• **Set exercise**
State how many lines in the records below contain the word "roof". Give only the number.

• **Supplied records**

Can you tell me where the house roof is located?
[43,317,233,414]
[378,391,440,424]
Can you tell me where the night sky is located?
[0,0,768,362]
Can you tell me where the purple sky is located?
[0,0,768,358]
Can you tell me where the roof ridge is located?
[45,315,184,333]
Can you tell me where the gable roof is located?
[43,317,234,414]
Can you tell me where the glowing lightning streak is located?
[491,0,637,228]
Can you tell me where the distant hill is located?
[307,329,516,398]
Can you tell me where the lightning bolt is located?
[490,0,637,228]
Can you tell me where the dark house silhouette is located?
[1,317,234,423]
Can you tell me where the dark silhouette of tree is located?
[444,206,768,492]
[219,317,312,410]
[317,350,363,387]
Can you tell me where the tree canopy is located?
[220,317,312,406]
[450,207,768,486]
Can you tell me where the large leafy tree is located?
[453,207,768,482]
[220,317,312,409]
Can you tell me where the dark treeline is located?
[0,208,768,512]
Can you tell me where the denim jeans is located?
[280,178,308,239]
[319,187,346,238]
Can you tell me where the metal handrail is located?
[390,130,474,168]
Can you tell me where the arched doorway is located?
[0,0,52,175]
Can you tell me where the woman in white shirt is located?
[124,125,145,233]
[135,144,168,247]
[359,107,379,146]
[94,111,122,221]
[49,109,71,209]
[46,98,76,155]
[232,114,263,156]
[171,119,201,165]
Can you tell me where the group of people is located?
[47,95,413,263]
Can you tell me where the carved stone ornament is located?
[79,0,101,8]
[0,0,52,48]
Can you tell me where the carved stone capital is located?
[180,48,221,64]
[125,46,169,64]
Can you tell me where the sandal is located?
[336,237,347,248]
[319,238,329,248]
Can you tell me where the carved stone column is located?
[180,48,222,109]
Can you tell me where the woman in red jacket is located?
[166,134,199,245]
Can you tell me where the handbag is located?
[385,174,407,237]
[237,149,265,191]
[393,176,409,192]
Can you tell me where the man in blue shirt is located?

• **Exercise response**
3